Passage.
Pfizer tells its side of Chantix story

Today, Pfizer opened its HQ doors to journalists for a "roundtable" discussion of Chantix, the embattled stop-smoking drug. The company said it wanted to correct publicly misunderstandings about the med, which has attracted a lot of attention lately for safety questions.

Here's the background: Since January, the drug's label has carried a new warning about the risk of suicidal thinking. Just last week, a report linked Chantix to a host of side effects from accidents to seizures. The FDA received more than 1,000 adverse-event reports about the drug just during the fourth quarter of last year. Since the safety questions arose, new prescriptions have dropped by about 40 percent.

What was Pfizer's message? That smoking itself has some serious side effects, for one thing. That the adverse events reported are almost all listed already on the drug's label. That the number of reports at the end of 2007 might have been inflated by a burst of media coverage of Chantix's potential to cause psychiatric side effects. Plus, the company's execs said, quitting smoking can make people depressed and irritable, and that studies have shown smokers to be at higher risk of committing suicide.

Tasks for this exercise.
A) Reproduce verbatim the portion of the Chantix article running from "What was Pfizer's" down to "of committing suicide.".
B) Extend the article on Pfizer's Chantix roundtable, beginning immediately after its final sentence.
The source data is not required for either task.

Source data.
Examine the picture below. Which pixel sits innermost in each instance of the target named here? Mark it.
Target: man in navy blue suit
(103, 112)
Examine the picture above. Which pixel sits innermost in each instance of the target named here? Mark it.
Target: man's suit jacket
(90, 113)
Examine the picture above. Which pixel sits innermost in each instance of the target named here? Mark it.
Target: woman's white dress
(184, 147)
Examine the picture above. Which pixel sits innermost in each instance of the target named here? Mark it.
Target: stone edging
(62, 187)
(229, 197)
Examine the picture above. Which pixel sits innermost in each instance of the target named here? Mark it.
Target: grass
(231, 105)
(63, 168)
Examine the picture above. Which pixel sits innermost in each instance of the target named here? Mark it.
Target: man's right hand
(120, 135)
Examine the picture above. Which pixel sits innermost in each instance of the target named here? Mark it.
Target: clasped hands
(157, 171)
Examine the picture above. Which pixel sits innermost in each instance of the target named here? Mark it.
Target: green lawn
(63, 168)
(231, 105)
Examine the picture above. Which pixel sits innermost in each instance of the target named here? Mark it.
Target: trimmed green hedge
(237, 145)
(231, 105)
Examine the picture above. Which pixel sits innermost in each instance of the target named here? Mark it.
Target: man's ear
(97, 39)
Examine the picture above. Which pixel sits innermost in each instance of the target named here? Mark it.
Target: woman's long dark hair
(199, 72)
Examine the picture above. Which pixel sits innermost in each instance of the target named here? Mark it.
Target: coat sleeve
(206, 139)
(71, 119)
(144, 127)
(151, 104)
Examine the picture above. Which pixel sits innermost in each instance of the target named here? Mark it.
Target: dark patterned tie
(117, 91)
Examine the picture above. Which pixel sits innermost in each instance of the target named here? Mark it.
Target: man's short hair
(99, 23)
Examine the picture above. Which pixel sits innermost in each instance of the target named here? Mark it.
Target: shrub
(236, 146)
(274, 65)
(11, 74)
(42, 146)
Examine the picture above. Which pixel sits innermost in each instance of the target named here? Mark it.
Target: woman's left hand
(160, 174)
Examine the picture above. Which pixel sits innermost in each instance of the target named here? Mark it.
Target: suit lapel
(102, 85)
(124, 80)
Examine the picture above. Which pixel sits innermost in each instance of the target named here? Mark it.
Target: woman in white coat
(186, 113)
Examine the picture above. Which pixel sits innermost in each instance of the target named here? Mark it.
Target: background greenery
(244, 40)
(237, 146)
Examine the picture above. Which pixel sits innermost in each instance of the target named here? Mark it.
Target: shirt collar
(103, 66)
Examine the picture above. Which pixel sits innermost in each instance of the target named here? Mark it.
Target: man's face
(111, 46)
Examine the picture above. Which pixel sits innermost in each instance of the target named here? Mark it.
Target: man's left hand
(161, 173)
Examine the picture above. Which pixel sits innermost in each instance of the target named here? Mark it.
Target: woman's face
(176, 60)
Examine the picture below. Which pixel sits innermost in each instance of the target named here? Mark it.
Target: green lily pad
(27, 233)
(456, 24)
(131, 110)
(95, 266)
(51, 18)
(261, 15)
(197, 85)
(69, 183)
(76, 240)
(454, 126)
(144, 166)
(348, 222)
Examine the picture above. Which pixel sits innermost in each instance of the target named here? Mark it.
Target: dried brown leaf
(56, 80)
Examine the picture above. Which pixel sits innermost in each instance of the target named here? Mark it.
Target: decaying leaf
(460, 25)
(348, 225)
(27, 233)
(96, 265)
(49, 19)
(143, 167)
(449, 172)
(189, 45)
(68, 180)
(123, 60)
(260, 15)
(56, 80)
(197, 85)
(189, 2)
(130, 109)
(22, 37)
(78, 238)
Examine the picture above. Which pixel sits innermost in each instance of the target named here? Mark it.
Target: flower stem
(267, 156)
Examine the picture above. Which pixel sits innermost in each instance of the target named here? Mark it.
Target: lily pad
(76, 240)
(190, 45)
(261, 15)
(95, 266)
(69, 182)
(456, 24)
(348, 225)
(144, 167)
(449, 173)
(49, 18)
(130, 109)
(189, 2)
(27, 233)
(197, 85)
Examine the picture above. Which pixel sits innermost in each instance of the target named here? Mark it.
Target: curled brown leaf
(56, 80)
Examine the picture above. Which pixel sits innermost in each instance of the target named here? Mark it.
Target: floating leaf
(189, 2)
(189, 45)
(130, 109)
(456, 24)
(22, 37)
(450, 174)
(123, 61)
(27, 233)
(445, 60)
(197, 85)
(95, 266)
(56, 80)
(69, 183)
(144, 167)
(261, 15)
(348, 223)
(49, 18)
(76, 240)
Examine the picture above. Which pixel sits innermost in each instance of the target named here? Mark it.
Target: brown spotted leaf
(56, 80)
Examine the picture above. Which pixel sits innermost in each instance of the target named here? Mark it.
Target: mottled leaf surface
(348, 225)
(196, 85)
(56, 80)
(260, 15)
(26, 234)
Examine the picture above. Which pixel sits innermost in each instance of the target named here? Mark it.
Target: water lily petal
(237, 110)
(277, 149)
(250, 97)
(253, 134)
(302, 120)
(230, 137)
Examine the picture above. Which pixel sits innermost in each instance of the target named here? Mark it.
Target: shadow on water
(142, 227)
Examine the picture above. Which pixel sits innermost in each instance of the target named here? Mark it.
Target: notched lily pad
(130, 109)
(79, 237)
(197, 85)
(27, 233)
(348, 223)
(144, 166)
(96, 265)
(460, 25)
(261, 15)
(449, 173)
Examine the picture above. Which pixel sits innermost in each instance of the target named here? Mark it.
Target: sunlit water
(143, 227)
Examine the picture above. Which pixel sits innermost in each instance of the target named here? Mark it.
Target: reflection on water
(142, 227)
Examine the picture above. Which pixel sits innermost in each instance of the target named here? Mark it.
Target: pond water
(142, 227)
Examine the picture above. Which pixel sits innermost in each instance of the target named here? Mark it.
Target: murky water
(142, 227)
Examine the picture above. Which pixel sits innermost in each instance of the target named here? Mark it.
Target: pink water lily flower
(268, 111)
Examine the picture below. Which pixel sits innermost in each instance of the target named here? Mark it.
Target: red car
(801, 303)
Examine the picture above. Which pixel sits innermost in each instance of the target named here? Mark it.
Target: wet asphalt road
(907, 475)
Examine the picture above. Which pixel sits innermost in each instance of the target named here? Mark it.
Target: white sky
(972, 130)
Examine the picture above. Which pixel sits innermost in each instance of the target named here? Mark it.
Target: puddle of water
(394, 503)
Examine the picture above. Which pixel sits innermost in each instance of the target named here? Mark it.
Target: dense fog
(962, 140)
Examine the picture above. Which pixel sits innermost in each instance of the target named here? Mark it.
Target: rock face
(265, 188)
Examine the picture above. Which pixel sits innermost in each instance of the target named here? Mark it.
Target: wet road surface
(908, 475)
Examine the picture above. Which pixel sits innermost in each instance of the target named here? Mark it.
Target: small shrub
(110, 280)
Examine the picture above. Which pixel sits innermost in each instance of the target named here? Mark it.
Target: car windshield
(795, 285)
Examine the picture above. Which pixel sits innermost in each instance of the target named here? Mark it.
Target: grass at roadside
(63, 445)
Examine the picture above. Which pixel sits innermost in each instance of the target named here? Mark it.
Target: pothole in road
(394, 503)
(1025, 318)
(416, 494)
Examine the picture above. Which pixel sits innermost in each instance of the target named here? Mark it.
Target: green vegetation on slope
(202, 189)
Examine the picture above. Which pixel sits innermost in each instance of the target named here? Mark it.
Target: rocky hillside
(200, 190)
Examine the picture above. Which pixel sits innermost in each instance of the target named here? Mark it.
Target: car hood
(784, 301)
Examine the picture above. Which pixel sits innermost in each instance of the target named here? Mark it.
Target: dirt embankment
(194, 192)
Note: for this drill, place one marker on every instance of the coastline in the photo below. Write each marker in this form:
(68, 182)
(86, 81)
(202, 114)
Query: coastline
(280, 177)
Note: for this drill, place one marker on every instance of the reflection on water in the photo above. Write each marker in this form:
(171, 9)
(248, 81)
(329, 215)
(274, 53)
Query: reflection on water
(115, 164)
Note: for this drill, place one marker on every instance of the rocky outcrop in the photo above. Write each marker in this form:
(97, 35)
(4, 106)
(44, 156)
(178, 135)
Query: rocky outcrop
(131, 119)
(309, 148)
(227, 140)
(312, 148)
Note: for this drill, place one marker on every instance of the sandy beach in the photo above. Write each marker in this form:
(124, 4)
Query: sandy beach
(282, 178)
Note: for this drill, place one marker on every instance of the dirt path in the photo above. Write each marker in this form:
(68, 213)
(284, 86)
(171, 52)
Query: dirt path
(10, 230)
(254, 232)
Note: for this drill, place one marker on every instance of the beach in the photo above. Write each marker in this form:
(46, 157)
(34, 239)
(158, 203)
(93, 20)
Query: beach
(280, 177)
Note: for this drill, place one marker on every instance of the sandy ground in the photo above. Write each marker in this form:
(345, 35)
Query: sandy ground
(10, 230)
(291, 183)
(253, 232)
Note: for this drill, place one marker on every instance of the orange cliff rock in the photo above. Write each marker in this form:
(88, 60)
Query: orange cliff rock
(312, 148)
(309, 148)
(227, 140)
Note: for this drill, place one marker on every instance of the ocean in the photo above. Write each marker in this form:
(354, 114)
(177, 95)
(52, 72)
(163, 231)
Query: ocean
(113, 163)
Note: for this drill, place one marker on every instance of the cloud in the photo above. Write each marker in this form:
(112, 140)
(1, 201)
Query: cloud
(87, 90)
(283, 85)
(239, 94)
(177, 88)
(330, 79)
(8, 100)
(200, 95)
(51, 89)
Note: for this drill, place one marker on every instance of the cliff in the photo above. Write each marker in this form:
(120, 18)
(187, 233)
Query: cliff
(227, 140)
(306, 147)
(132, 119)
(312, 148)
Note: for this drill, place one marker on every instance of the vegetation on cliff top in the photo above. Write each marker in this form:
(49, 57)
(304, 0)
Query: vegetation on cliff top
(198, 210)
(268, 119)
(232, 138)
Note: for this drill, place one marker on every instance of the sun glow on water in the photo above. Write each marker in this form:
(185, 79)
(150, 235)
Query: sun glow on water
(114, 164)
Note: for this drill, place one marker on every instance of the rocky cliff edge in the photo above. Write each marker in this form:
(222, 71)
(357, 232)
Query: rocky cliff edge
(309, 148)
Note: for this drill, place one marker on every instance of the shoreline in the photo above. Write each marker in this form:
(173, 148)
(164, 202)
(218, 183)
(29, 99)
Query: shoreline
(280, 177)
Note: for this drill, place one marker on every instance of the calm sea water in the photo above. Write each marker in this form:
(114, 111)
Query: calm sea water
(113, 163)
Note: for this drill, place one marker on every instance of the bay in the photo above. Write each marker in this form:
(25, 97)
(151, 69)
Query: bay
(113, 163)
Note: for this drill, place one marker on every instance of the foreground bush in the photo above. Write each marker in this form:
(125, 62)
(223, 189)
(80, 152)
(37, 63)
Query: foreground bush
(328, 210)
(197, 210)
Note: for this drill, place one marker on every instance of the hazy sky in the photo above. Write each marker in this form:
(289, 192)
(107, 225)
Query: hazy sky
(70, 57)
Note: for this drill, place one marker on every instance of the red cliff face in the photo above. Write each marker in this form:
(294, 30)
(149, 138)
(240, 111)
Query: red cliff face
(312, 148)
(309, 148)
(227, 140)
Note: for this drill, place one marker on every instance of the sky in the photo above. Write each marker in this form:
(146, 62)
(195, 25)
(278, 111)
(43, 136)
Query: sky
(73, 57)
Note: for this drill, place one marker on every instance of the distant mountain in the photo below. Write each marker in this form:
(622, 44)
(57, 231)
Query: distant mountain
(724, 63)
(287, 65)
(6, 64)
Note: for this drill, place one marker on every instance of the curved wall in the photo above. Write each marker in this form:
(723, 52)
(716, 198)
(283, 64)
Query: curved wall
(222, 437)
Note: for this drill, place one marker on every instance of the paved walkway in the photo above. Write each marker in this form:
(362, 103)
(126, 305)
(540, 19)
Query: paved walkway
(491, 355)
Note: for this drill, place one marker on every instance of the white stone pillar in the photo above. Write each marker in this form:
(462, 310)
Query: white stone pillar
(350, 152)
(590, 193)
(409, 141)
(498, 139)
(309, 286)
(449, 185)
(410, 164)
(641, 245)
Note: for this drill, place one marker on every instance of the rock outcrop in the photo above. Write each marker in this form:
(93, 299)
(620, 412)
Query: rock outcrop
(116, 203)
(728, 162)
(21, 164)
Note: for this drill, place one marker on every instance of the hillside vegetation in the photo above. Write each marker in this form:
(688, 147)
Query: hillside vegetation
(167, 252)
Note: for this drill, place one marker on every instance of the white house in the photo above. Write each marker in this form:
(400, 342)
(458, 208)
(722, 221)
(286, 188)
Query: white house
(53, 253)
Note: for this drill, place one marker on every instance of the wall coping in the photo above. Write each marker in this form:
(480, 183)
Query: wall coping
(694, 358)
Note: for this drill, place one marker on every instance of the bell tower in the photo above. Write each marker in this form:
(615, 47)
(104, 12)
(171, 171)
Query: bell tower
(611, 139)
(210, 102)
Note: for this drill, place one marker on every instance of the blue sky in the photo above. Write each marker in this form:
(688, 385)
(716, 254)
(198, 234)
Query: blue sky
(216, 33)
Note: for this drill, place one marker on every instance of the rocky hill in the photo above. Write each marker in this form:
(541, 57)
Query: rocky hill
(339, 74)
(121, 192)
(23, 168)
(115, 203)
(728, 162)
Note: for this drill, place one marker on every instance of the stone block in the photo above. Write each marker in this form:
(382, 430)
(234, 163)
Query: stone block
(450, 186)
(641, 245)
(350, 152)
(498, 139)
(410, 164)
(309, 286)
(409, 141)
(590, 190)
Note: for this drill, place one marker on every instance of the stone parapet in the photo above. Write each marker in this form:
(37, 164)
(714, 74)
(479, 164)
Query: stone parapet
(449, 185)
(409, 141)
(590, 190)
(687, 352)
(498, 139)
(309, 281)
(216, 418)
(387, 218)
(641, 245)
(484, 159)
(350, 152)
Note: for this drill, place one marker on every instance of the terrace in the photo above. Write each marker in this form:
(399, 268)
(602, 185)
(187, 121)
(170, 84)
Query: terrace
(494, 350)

Outputs for the tasks.
A)
What was Pfizer's message? That smoking itself has some serious side effects, for one thing. That the adverse events reported are almost all listed already on the drug's label. That the number of reports at the end of 2007 might have been inflated by a burst of media coverage of Chantix's potential to cause psychiatric side effects. Plus, the company's execs said, quitting smoking can make people depressed and irritable, and that studies have shown smokers to be at higher risk of committing suicide.

B)
In a separate interview with the Associated Press, Pfizer Senior Medical Director Dr. Martina Flammer said patients with a history of mental illness can use Chantix--though they should tell their doctors first. "[T]here is no indication that there is any reason why Chantix should not be taken in this population," she said. Apparently she was trying to defuse some criticism that the Chantix trials didn't include patients who'd suffered from mental illness. The company is now conducting additional studies, including people with schizophrenia and other pre-existing health problems. Plus, Pfizer is funding some follow-up investigations of severe adverse events in Chantix patients with depression, schizophrenia and alcoholism.